Directive: Convert the lines starting at the one containing "Supply the pixel-accurate" and ending at the one containing "box: [360, 356, 401, 405]" into a JSON list of strings, one string per line, leaving out any blank lines.
[Opening Supplied records section]
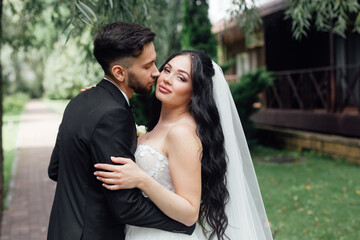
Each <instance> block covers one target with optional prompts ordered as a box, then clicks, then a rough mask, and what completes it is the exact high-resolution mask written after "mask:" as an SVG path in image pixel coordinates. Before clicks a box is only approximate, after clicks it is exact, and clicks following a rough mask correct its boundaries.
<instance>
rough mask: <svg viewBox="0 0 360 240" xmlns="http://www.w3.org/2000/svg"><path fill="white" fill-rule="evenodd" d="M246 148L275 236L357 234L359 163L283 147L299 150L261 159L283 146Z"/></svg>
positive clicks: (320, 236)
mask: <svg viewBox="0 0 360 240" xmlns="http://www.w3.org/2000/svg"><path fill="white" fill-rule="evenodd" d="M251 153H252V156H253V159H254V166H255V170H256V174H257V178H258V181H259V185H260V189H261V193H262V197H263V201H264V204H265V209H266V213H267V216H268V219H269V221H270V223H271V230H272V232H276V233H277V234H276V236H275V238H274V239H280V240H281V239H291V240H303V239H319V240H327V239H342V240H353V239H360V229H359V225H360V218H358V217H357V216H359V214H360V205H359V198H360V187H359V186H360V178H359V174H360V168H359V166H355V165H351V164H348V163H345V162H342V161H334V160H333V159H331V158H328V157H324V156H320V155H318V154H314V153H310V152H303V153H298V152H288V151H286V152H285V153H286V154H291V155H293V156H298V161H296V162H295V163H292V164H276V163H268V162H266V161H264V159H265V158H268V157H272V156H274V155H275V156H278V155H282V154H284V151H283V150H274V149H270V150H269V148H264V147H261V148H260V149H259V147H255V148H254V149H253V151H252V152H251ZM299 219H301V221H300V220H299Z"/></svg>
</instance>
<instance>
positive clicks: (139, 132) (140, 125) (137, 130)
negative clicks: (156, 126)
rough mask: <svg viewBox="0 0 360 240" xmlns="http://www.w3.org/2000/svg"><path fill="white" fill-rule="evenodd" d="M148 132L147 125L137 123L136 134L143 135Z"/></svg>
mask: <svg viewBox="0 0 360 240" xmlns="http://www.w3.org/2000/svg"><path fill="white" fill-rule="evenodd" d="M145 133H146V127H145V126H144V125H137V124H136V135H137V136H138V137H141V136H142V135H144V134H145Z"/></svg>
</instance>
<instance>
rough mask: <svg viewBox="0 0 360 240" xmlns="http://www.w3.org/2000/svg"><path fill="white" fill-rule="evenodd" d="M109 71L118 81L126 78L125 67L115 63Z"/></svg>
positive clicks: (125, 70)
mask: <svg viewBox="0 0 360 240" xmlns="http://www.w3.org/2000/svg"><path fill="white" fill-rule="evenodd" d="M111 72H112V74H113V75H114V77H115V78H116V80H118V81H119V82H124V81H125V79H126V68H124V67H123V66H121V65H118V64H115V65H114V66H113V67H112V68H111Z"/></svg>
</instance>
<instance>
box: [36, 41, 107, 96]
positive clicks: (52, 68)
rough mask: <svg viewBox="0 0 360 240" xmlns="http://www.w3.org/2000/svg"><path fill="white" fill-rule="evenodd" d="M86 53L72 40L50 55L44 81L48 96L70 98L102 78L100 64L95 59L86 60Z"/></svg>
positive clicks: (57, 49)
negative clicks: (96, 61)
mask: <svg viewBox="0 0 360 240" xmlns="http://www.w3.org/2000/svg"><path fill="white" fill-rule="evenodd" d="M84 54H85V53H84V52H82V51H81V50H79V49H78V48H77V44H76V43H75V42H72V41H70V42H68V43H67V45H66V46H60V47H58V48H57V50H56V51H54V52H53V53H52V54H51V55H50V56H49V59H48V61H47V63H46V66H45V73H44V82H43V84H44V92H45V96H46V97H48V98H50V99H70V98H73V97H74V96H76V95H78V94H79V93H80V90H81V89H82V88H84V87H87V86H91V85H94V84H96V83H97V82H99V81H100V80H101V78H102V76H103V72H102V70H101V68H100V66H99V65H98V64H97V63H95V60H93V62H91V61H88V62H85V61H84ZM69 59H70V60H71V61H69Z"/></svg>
[Closing Supplied records section]
[Opening Supplied records section]
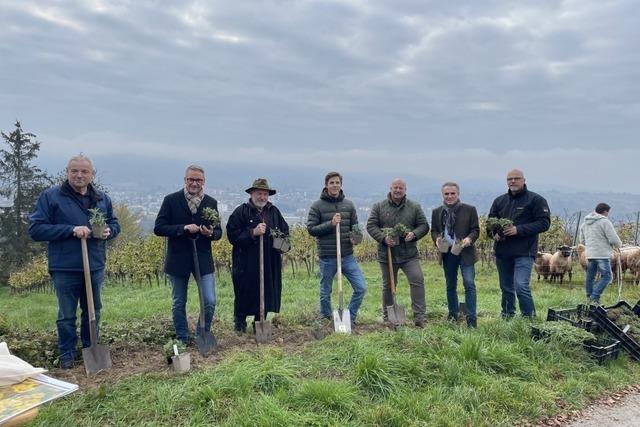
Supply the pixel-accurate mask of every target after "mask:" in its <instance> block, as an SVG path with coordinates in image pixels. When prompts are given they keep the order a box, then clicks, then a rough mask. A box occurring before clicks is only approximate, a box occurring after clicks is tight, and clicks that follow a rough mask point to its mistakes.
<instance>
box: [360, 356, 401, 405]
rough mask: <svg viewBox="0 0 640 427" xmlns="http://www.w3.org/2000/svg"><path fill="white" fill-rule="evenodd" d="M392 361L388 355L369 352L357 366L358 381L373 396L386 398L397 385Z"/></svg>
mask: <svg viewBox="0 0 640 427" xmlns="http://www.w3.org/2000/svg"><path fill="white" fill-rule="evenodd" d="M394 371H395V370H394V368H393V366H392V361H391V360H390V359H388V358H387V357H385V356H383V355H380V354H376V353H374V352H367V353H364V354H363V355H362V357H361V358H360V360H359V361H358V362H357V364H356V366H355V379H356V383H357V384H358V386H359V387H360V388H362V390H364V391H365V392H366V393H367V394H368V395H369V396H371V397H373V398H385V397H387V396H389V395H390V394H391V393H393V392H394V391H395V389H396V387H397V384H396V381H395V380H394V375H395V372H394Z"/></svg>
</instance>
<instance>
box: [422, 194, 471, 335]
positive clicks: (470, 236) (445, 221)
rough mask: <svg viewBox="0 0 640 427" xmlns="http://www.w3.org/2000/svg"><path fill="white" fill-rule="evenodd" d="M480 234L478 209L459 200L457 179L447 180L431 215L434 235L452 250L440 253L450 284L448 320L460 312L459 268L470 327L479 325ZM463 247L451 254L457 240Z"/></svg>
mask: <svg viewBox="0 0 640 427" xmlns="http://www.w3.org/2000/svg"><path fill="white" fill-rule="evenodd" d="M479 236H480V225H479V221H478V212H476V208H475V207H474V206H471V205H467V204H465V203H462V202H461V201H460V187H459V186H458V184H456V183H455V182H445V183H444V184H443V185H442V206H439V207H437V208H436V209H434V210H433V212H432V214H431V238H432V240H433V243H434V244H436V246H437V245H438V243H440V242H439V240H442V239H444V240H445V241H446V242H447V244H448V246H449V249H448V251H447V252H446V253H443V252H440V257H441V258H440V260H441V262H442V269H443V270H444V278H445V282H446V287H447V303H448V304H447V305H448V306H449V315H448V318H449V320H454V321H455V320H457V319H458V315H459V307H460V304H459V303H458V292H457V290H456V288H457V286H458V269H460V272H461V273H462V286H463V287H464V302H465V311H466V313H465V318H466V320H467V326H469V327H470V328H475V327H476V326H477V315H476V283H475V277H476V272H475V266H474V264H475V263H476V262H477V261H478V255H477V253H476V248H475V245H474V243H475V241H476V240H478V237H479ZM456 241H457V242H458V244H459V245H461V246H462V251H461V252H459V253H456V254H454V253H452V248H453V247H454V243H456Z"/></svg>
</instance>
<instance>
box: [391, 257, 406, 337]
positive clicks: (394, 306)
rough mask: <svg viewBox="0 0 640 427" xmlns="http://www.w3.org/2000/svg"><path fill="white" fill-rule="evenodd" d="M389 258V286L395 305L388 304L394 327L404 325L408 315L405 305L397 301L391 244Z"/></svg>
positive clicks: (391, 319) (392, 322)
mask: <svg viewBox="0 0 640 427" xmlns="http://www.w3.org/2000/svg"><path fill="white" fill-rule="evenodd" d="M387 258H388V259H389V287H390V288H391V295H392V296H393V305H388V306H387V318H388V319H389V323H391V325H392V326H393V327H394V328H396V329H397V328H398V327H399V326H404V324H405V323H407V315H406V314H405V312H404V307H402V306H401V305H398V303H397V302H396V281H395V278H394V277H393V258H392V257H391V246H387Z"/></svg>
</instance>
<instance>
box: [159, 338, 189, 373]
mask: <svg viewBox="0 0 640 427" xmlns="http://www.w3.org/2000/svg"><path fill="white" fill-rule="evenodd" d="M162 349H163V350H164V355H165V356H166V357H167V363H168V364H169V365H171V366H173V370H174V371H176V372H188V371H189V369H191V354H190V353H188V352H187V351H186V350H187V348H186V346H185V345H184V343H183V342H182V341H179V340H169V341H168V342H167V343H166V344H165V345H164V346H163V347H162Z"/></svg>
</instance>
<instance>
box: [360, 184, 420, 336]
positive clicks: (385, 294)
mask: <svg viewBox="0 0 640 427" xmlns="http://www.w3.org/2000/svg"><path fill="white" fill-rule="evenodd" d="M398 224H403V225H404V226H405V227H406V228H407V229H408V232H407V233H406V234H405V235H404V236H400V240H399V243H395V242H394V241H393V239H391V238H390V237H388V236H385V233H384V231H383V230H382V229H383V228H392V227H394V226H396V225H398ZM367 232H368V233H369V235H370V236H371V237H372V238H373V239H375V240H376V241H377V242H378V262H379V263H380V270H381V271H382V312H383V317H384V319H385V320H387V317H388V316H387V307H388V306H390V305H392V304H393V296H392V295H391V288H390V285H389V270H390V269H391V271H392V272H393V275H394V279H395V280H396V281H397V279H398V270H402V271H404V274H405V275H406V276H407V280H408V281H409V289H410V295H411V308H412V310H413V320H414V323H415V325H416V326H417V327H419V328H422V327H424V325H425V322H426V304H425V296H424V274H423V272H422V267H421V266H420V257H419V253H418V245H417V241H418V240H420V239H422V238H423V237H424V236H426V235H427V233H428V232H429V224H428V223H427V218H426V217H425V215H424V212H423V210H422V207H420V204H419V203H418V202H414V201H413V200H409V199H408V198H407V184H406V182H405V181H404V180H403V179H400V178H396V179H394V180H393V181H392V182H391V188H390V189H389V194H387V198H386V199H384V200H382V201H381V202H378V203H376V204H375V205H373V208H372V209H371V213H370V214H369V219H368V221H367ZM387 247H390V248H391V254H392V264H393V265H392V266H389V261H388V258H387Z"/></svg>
[Closing Supplied records section]
[Opening Supplied records section]
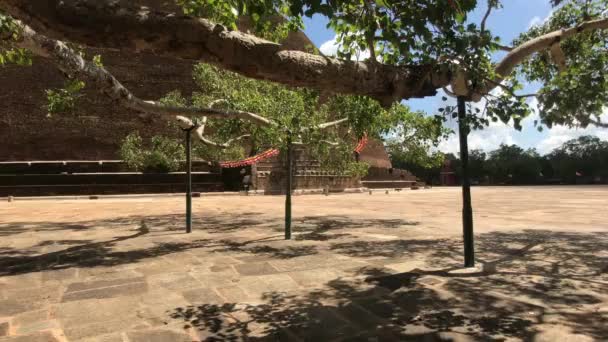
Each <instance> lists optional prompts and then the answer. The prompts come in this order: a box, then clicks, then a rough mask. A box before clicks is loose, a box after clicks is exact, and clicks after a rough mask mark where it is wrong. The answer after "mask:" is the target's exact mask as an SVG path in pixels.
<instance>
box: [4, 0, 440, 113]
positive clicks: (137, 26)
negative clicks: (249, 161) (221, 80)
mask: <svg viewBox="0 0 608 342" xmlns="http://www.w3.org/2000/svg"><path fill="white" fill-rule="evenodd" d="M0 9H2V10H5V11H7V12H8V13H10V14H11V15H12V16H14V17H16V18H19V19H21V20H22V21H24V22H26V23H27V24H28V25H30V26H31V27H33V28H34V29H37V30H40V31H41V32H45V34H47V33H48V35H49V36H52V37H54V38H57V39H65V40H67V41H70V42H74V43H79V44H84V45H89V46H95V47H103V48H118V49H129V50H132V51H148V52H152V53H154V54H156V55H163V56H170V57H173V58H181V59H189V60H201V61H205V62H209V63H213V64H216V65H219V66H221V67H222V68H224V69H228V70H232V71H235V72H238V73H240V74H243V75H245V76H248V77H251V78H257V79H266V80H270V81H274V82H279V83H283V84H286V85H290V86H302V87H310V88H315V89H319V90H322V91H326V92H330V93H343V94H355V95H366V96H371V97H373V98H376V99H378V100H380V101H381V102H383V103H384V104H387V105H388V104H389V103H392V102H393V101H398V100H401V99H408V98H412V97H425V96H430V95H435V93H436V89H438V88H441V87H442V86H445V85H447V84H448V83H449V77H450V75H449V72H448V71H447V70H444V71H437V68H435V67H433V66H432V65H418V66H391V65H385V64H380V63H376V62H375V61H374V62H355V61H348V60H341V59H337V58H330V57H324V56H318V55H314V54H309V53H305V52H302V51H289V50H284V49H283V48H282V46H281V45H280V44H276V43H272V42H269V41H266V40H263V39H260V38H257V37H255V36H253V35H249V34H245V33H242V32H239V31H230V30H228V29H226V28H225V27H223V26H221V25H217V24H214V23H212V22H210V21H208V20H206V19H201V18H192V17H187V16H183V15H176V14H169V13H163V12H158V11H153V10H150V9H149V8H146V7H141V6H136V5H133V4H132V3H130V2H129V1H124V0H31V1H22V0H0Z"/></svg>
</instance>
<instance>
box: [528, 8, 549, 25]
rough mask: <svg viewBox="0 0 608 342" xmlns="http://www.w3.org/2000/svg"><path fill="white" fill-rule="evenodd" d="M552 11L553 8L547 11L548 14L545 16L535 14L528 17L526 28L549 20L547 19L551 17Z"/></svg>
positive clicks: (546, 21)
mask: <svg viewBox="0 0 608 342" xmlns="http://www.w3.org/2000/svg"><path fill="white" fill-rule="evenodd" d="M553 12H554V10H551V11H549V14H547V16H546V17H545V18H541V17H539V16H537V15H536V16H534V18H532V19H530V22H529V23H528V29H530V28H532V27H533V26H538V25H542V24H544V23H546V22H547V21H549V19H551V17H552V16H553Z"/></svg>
[Closing Supplied records section]
Your response:
[
  "Supply the pixel-accurate mask of every target after \"mask:\" in its <instance> block, as an SVG path with coordinates in image pixels. When prompts are given they keep the order a box, then clicks, then a rough mask. A box occurring before clicks is only approximate, a box occurring after clicks is tight, and clicks that follow a rough mask point to its mistakes.",
  "<instance>",
  "box: [360, 356, 401, 405]"
]